» **GOAL OF THE EXERCISE**: Every entry that follows needs to be repeated exactly.

» **PROVIDED INFORMATION**:
★ ★ ★ ★ ★
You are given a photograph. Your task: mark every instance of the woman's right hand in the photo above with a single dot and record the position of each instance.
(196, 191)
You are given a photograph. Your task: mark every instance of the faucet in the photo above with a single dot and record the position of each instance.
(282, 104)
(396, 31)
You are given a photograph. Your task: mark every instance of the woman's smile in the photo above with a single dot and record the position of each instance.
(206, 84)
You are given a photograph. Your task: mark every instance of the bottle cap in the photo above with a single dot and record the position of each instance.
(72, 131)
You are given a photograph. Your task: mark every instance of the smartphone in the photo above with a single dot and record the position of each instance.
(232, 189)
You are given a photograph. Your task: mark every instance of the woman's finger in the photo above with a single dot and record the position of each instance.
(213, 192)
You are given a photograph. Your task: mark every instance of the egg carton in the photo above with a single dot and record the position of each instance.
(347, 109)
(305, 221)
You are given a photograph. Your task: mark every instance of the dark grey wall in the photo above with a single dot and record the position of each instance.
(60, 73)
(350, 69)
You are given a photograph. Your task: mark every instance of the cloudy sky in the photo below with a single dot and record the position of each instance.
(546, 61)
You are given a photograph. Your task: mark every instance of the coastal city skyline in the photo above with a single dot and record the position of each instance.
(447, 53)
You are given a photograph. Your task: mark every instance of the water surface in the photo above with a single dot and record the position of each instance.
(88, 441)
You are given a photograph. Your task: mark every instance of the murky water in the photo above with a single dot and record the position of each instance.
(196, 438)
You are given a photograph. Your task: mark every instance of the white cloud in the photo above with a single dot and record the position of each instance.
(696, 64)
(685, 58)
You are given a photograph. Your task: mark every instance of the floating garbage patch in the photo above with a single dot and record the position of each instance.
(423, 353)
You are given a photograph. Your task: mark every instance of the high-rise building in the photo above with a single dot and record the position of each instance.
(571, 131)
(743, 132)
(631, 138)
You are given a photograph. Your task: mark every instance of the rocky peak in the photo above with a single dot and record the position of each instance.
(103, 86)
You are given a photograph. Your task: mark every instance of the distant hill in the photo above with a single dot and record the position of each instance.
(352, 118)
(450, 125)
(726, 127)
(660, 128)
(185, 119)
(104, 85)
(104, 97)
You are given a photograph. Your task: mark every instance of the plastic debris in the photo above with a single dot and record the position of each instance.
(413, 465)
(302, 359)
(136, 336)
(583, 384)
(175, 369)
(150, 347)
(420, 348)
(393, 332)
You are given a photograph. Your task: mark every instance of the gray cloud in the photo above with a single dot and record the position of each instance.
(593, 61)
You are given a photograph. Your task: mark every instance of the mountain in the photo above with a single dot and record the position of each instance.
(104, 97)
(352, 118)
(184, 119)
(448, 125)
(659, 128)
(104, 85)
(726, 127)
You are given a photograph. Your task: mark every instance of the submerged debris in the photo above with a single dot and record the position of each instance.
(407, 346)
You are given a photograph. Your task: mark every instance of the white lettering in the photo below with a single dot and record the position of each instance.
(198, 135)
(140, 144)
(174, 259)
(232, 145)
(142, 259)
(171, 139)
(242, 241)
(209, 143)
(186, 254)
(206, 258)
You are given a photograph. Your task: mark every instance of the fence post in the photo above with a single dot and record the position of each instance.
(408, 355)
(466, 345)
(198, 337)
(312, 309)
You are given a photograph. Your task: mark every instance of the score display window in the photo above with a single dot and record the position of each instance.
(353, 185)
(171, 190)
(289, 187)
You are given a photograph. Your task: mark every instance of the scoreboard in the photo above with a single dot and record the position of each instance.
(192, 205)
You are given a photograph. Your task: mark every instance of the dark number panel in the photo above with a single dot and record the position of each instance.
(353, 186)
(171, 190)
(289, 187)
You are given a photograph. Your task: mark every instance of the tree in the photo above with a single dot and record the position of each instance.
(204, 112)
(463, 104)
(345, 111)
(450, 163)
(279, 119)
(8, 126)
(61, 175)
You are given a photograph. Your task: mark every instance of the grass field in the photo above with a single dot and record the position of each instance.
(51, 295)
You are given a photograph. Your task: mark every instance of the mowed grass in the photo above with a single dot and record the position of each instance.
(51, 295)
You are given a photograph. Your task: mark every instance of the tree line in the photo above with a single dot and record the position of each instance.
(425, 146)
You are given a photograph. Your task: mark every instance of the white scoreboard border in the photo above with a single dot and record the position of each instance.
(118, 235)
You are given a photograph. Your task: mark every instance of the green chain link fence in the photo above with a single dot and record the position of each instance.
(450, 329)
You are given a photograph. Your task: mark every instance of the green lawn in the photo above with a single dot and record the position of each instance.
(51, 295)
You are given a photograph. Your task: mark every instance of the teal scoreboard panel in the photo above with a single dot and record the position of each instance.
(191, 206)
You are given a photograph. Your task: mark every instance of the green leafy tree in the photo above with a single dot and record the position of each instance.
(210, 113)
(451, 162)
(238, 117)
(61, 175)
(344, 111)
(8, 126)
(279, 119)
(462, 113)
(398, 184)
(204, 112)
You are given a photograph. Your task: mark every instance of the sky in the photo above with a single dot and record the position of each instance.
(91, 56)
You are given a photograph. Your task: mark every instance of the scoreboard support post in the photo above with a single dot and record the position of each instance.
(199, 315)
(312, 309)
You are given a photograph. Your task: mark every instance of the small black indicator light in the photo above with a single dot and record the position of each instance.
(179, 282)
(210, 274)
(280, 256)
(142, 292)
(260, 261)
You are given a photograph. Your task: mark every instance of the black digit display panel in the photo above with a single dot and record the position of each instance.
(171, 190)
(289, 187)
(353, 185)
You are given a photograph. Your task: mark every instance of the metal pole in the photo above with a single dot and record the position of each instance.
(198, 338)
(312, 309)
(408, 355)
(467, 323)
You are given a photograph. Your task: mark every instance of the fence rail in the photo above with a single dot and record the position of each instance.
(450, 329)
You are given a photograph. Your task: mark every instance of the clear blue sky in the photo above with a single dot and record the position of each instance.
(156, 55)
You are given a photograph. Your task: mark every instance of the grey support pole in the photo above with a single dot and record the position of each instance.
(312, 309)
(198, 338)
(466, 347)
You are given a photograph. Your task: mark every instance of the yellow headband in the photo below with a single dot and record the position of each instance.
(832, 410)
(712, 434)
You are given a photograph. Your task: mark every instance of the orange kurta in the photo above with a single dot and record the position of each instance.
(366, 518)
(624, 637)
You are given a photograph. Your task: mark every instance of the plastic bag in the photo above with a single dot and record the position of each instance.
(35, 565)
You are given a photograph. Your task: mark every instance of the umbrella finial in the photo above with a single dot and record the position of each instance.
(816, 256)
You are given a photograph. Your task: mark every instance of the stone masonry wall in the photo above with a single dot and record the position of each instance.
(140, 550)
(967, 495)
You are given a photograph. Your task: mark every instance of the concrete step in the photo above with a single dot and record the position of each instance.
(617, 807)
★ ★ ★ ★ ★
» **RESPONSE TO THE TASK**:
You are given a photograph. Your task: mark every instance of the woman's right hand in the photo above with a single dot and record the position of each instance.
(196, 191)
You are given a photograph. Your task: mark every instance of the faucet in the photo above with a single dot and record the position of each instance.
(282, 104)
(396, 31)
You are given a photograph. Your task: mark every instance of the woman's smile in the photo above with a single dot and record the position of each instance.
(206, 84)
You are given a photograph. Your task: mark every instance of the bottle cap in the photo above with a single dot and record the position of each instance.
(72, 131)
You are given a photograph. Your task: mark every instance of the smartphone in the photo above with a single dot and record the position of each instance.
(232, 189)
You are given a photograph. Your task: mark every instance of the woman's finger in the photo above with a single dot and record the position of each instance.
(213, 192)
You are given a photograph. Your task: mark every instance of the egg carton in the photo above with a single dot and record the position of each instance.
(347, 109)
(305, 221)
You are given a photograph. Your task: mark every instance of the dark grey wall in the photo above with a single dot and record the position of each instance.
(60, 73)
(350, 69)
You are given a photograph. Your task: mark every instance of the cloudy sky in the photo below with a single dot and record the position of each instance.
(546, 61)
You are given a photograph. Your task: mark every instance of the coastal city skyline in the photo above with a single dot and record the position of each instance.
(447, 53)
You are given a photograph. Your task: mark every instance of the water surface in the photo above with a single dot and record the position of each instance.
(88, 441)
You are given a photograph. Your task: mark every instance of the murky water in the photo above with a single dot and record the position of each instance.
(196, 438)
You are given a photograph. Your task: mark every instance of the white cloud in the photo above with a single dot and record the position of each instance.
(696, 64)
(685, 58)
You are given a photograph. Your task: mark every instance of the floating garbage patch in the photo above with a single dot and record the position of each instance.
(423, 353)
You are given a photograph. Your task: mark every instance of the high-rise building in the photo above with a single dot and record the position of each instance.
(571, 131)
(743, 132)
(631, 138)
You are given a photograph. Your task: mark every instance of the rocky peak in the photo above with a single dot and record the position of each instance.
(103, 86)
You are given a photograph. Your task: mark every instance of the distant hill in the photo above with a single dot and record the position of each instance.
(352, 118)
(450, 125)
(726, 127)
(660, 128)
(185, 119)
(104, 85)
(104, 97)
You are given a photograph. Your task: mark every instance of the plastic debris in the photo above with a single dot and record the position of each instance.
(413, 465)
(302, 359)
(136, 336)
(583, 384)
(175, 369)
(150, 347)
(420, 348)
(393, 332)
You are given a photograph. Your task: mark every instance of the gray cloud in the photo above with a single dot and record the position of each instance.
(593, 61)
You are given a photograph. Your task: mark every instance of the mountain in the photo above with a single dot and record the position of each instance.
(104, 97)
(352, 118)
(184, 119)
(448, 125)
(659, 128)
(104, 85)
(726, 127)
You are given a photograph. Your task: mark every instance of the submerged debris in the photo above with a single dot and record the position of each instance.
(407, 346)
You are given a photograph. Your task: mark every instance of the white lettering in the photo below with a single dot and record the position of each instance.
(198, 135)
(140, 144)
(174, 259)
(232, 145)
(142, 259)
(171, 139)
(242, 241)
(209, 143)
(186, 254)
(206, 258)
You are given a photograph. Your task: mark every instance of the fence post in the photo above with a single dot and record the position of each instance.
(408, 355)
(466, 345)
(198, 337)
(312, 309)
You are given a photograph. Your task: mark every instance of the score display window in the photo above with a single dot and record the position of each instance.
(353, 185)
(171, 190)
(289, 187)
You are given a photograph. Your task: mark every instance of the scoreboard in the photo above with a single dot and record the position of each instance.
(192, 205)
You are given a photograph. Your task: mark every instance of the dark number panel in the photo above with a single dot and record the position of each instance.
(353, 186)
(171, 190)
(289, 187)
You are given a photograph. Your task: mark every instance of the tree in the photo above with a single dot and record the position of each instance.
(204, 112)
(463, 104)
(345, 111)
(450, 163)
(279, 119)
(8, 126)
(61, 175)
You are given a photograph. Your task: mark every instance of the grass field in the photo above with a single dot and record the position of each instance.
(51, 295)
You are given a photograph. Your task: mark every instance of the mowed grass in the photo above with a single dot and record the position of each instance.
(51, 295)
You are given a photograph. Your task: mark every instance of the tree line in the photo above with a single dot and record the position of each instance.
(425, 146)
You are given a photograph. Your task: mark every instance of the white scoreboard border in the photo above with a single dot and record the position of each instance.
(118, 235)
You are given a photograph. Your task: mark every instance of the green chain link fence in the photo above with a single dot and record the position of each instance.
(450, 329)
You are given a photograph. Your task: mark every instance of the green lawn in the photo above with a single dot and record the position of each instance.
(51, 295)
You are given a photograph. Your task: mark every instance of the teal scoreboard panel in the photo above with a single dot and record the position of each instance.
(191, 206)
You are given a photograph. Your task: mark every instance of the green leafy tree in the photo above with a single dot and record the position of each instance.
(210, 113)
(451, 162)
(238, 117)
(61, 175)
(344, 111)
(8, 126)
(279, 119)
(462, 113)
(398, 184)
(204, 112)
You are given a photograph. Your task: mark every instance of the sky in the photo above with a single dot and record the position of each instance.
(91, 56)
You are given a photograph. Your task: mark every instance of the scoreboard support post in the photo above with a single dot and record the position of each instance.
(199, 315)
(312, 309)
You are given a photograph. Your task: mark every instance of the small black indicator light in the photo above with a single dot and record the position of each instance.
(179, 282)
(210, 274)
(280, 256)
(142, 292)
(260, 261)
You are given a photograph. Your task: mark every instance of the black digit display panel in the photo above with a single dot and record the position of each instance.
(171, 190)
(289, 187)
(353, 185)
You are given a photograph. Your task: mark every instance of the metal pole in the photo above with a single dot and record the position of each instance.
(198, 338)
(312, 309)
(408, 355)
(467, 323)
You are given a photograph. Your task: mark every instance of the fence rail in the photo above with a single dot and record the position of each instance.
(450, 329)
You are given a photograph. Your task: mark every instance of the clear blue sky in the photo above with a single dot and record the position of each instance.
(156, 55)
You are given a photograph. Your task: mark every instance of the grey support pole in the photo above with a single dot and record the position of each instance.
(312, 309)
(198, 338)
(466, 347)
You are given a photograph. Your task: mark every instance of the yellow headband in the photo below with a single dot and record the position of each instance.
(832, 410)
(712, 434)
You are given a photograph. Your task: mark every instance of the orange kurta in the photo above with a single dot and record the position of each instance.
(366, 518)
(624, 637)
You are given a photograph. Your task: mark every instance of the plastic bag in the photo above with a single dot and record the position of each instance.
(35, 565)
You are given a photograph. Your task: mark every instance of the umbrella finial in the photo above with a single dot and record the position of each instance.
(816, 256)
You are given a photograph. Your task: mark every instance of the stone masonry wall in the photo above with a single dot and record the position of each instance.
(140, 550)
(967, 495)
You are given a photograph. Your task: mark every instance of the concrete step in the photo above with a single dot and record the position of each instance.
(617, 807)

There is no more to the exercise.